__Given records__
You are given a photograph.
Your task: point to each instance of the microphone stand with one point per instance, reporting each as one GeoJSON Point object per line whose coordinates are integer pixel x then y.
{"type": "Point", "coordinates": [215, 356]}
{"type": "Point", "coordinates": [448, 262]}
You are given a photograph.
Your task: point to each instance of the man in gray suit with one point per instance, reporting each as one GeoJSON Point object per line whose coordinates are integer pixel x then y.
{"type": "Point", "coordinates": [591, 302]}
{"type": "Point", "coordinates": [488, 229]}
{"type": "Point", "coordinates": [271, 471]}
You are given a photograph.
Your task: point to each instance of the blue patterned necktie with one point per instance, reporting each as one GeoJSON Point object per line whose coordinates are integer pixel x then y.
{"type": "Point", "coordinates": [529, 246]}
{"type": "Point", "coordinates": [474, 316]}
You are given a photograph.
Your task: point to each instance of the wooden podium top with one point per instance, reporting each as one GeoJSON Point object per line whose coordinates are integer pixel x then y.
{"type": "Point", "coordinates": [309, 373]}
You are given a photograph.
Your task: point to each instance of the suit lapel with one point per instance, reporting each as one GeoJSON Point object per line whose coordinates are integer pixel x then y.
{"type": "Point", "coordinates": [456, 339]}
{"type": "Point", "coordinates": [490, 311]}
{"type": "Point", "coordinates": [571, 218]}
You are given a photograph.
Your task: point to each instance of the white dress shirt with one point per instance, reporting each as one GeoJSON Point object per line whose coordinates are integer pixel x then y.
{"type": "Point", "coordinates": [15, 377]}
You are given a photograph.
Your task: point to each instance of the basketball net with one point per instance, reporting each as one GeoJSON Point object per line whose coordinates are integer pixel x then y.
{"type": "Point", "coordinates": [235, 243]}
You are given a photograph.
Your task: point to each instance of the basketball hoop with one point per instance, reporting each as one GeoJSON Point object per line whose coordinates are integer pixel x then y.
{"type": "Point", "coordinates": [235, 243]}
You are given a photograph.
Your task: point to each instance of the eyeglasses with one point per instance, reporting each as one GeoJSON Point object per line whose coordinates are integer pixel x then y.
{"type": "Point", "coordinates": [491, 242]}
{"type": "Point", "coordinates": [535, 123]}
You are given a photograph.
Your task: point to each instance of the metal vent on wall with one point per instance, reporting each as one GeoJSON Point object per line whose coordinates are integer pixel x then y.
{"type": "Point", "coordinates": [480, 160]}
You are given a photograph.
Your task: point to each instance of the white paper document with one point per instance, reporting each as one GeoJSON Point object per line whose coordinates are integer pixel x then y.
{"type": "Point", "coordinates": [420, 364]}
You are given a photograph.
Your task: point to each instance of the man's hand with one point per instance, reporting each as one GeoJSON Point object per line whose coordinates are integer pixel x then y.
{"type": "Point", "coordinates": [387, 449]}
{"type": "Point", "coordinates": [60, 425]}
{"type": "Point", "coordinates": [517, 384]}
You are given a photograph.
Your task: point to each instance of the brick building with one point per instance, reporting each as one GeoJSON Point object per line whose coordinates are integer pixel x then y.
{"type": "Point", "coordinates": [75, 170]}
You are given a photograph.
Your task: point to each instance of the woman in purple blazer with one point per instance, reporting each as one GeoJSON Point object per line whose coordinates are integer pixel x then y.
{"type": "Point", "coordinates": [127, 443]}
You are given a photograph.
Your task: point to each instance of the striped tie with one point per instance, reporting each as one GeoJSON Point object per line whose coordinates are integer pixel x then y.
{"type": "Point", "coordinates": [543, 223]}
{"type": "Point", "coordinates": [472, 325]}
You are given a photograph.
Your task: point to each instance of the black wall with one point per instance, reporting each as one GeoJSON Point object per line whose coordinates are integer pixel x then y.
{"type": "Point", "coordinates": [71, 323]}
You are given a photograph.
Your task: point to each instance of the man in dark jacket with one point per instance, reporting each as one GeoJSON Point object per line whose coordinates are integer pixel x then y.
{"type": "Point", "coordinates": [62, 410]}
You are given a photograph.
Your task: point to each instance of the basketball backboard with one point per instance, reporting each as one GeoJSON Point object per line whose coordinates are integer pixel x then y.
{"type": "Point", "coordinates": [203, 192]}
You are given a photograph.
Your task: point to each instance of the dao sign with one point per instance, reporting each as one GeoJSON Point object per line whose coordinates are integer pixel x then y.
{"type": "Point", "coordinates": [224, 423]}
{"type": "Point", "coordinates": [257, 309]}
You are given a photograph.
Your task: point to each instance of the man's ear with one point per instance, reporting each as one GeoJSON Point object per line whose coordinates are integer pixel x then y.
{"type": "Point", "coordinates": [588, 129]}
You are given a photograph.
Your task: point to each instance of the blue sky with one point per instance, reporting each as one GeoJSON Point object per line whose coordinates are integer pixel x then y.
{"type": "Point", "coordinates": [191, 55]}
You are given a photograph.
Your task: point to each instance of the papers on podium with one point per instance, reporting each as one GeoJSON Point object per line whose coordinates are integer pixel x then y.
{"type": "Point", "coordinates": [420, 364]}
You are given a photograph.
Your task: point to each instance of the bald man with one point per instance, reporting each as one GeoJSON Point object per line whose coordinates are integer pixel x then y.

__What you have to do__
Output all of the data again, exactly.

__Exercise answer__
You are given a photograph.
Your task: point to each instance of the microphone stand with one point per instance, reporting each as one GeoJSON Point object per line whose coordinates are integer pixel x then y.
{"type": "Point", "coordinates": [215, 356]}
{"type": "Point", "coordinates": [448, 262]}
You are given a photograph.
Your task: point to each instance of the man in gray suit with one point per instance, reporting each as one GeoJSON Point object per line whose coordinates are integer pixel x then y.
{"type": "Point", "coordinates": [591, 302]}
{"type": "Point", "coordinates": [488, 229]}
{"type": "Point", "coordinates": [271, 471]}
You are given a photograph.
Your task: point to each instance of the blue patterned necktie with one point per instance, reporting each as one GeoJSON Point object per line whose coordinates are integer pixel x then y.
{"type": "Point", "coordinates": [529, 246]}
{"type": "Point", "coordinates": [474, 316]}
You are given a photograph.
Your task: point to each instance of the wooden podium top with one point per instance, reporting each as one GeoJSON Point object per line whose coordinates are integer pixel x then y.
{"type": "Point", "coordinates": [309, 373]}
You are given a photograph.
Your task: point to each instance of the suit lapel with one point per instance, reporting each as one GeoJSON Point object per line whose coordinates are integer pixel x then y.
{"type": "Point", "coordinates": [456, 339]}
{"type": "Point", "coordinates": [490, 311]}
{"type": "Point", "coordinates": [571, 218]}
You are given a photograph.
Your task: point to each instance of the white dress shirt with one point per instance, reporting each as one GeoJSON Point object per line whose coordinates are integer pixel x then y.
{"type": "Point", "coordinates": [15, 377]}
You are given a photograph.
Your task: point to each instance of the basketball net with one point per instance, reporting each as one GeoJSON Point object per line whose coordinates are integer pixel x then y.
{"type": "Point", "coordinates": [235, 243]}
You are given a photograph.
Your task: point to each instance of the basketball hoop with one point per instance, reporting each as one GeoJSON Point object per line whose coordinates are integer pixel x then y.
{"type": "Point", "coordinates": [235, 243]}
You are given a photograph.
Your task: point to each instance of the eyeglasses with one point per instance, reporting each as one GeoJSON Point object per line whose coordinates are integer pixel x then y.
{"type": "Point", "coordinates": [491, 242]}
{"type": "Point", "coordinates": [535, 123]}
You are given a photograph.
Your task: point to each instance of the metal vent on wall with one point per instance, reporting each as one GeoJSON Point object per line whose coordinates are integer pixel x then y.
{"type": "Point", "coordinates": [480, 160]}
You are given a photograph.
Your task: point to each instance of the white paper document with one point per instance, reporting each as one GeoJSON Point object per line whose coordinates are integer pixel x then y.
{"type": "Point", "coordinates": [420, 364]}
You are given a photograph.
Your task: point to each instance of the man's hand with one point per instance, reporting each as one GeoJSON Point object per line whose coordinates are integer pixel x then y.
{"type": "Point", "coordinates": [387, 449]}
{"type": "Point", "coordinates": [60, 425]}
{"type": "Point", "coordinates": [517, 384]}
You are given a photograph.
Your task: point to each instance of the brick building with one point per instance, reporting each as one GeoJSON Point object per line whose coordinates are integer pixel x then y.
{"type": "Point", "coordinates": [75, 170]}
You are given a photograph.
Your task: point to each instance of the woman in purple blazer with one point per instance, reporting each as one GeoJSON Point object per line whose coordinates are integer pixel x then y.
{"type": "Point", "coordinates": [127, 443]}
You are given a photograph.
Your task: point to each instance of the striped tie with one point per instance, reporting each as one GeoJSON Point object per line whose coordinates are integer pixel x then y.
{"type": "Point", "coordinates": [543, 223]}
{"type": "Point", "coordinates": [472, 325]}
You are given a photograph.
Your task: point to each instance of the black wall with one point per instance, reporting each as one GeoJSON Point object per line whose coordinates are integer pixel x then y.
{"type": "Point", "coordinates": [71, 323]}
You are given a photograph.
Your task: point to each instance of the man in dark jacket with one point per instance, reporting each as one GeoJSON Point object per line whose coordinates are integer pixel x then y.
{"type": "Point", "coordinates": [62, 410]}
You are given a photograph.
Your task: point to each instance of the basketball backboard with one point per instance, reporting each as one GeoJSON Point object per line whose coordinates are integer pixel x then y.
{"type": "Point", "coordinates": [203, 192]}
You are given a photograph.
Your task: point to each instance of the dao sign with one point per instance, reporting each as one GeoJSON Point object per line whose coordinates are integer pixel x then y.
{"type": "Point", "coordinates": [224, 423]}
{"type": "Point", "coordinates": [257, 309]}
You are given a photograph.
Your task: point to each instance of the man's ear with one point per instance, reporting each as one GeoJSON Point object per line whose coordinates are integer pixel x then y.
{"type": "Point", "coordinates": [588, 129]}
You are given a photograph.
Your task: point to each instance of the blue sky with one point per instance, reporting each as one GeoJSON Point object per line whose coordinates are integer pixel x then y.
{"type": "Point", "coordinates": [191, 55]}
You are given a photograph.
Your task: point to each instance of the papers on podium with one point per instance, reporting each as one GeoJSON Point object per line whose coordinates are integer pixel x then y.
{"type": "Point", "coordinates": [420, 364]}
You are given a photograph.
Your task: point to each instance of the bald man with one point per instance, reporting each as one GeoJSON Point object per line whose coordinates are integer pixel x then y.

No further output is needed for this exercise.